作業指示:
1/ 儒学の書「大学」を紹介する抜粋によると、「大学」の要旨は何に凝縮されているか。
2/ 儒学の書「大学」を紹介する抜粋を、その最後の文の後から書き継ぐこと。

抜粋:

+ + +

有名中学入試問題で発見する「江戸時代の日本」③浅野中学

■そんなにも大事にされた「大学」とは?

 儒学や儒教と聞くと「うへぇ難しそう」と思うかもしれませんが、この「大学」はそんなことはありません。二宮金次郎少年が歩きながら読んでいたほど、子供にもわかる平易な文、内容なのです。ふふっ、彼が読んでいるのは論語じゃないんですよ。

「修身・斉家・治国・平天下」は聞いたことがあるのではないでしょうか。

 これは儒教の目的であり、また「大学」にも書かれています。そもそも儒学の思想は「自分自身(時代的に為政者側)=身近なものから始め、遠く(庶民=時代的に被支配者側)に及ぼす」ですからね。

「大学」の要旨は「三綱領八条目」に凝縮され、そこにこそ、儒教の目的が入っています。

+ + +

表示データ:
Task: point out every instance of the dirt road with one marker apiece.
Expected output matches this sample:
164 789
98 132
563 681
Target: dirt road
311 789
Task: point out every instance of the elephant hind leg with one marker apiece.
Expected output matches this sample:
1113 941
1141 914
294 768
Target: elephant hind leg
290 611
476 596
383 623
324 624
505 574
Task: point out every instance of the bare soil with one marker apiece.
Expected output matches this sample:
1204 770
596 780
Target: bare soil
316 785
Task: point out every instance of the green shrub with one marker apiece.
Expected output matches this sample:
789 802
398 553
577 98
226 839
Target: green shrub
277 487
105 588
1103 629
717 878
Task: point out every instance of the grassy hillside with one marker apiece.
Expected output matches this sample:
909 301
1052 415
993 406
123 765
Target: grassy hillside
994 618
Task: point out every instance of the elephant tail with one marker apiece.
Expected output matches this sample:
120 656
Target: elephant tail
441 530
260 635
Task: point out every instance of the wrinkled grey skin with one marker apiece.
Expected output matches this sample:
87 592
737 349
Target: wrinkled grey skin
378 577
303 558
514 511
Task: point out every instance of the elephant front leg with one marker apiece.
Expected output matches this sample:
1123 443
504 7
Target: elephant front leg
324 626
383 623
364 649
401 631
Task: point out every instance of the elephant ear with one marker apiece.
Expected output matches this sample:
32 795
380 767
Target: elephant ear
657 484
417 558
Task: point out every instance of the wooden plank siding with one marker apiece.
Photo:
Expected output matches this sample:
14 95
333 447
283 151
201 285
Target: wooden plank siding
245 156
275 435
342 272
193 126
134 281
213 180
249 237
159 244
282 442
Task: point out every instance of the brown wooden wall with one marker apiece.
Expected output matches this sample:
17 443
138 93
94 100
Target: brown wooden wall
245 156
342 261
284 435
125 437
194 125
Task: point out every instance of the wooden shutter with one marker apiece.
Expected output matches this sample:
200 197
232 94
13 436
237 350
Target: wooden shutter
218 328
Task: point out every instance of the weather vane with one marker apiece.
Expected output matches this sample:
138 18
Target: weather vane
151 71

+ + +

解答一覧:
1/ 「大学」の要旨は「三綱領八条目」に凝縮されている。

2/
「三綱領=明徳・新(親)民・止至善、八条目=格物・致知・誠意・正心・修身・斉家・治国・平天下」要するに、己を修めて人を治め、学問をもって己の明徳を明らかにし、これを天下国家に明らかにするというわけです。

 えっ?わかりにくい?

 この部分ゆえに「政治の学問」とされた大事な部分なので、もうちょっと砕くと「天下の本(もと)は国にあるため、人君たちは明徳を明らかにしようと一国の人々を教化し治め、善行させる。

 国の本は家にある。だから一国の人を治めるならば、まず己の家の人を斉(ととの)え、長幼尊卑を守らせる。家の本は自分自身にある。だからまず自己を修め、家人の模範とならねばならぬ。

 自己を修めるなら、その心を正しくせよ。そうするには心の発する意について、誠実であれ。誠実であるにはまず学問をして善悪の分別を間違えぬように。それには礼・楽・書・御・射・数を学び極めよ」…ということなのです。(長くて申し訳ないですが…)

 

■だからこそ、朱子学(儒学)は為政者に大切にされた

 さて、読んでいて気付きましたか?

 はい、出ました!「長幼」、その通りです!

「長幼尊卑を守り」は徳川家康が最も重視したことの一つ「長幼の序」のことも含みます。先に生まれたのか(長子)、後から生まれたのか(それより幼い)。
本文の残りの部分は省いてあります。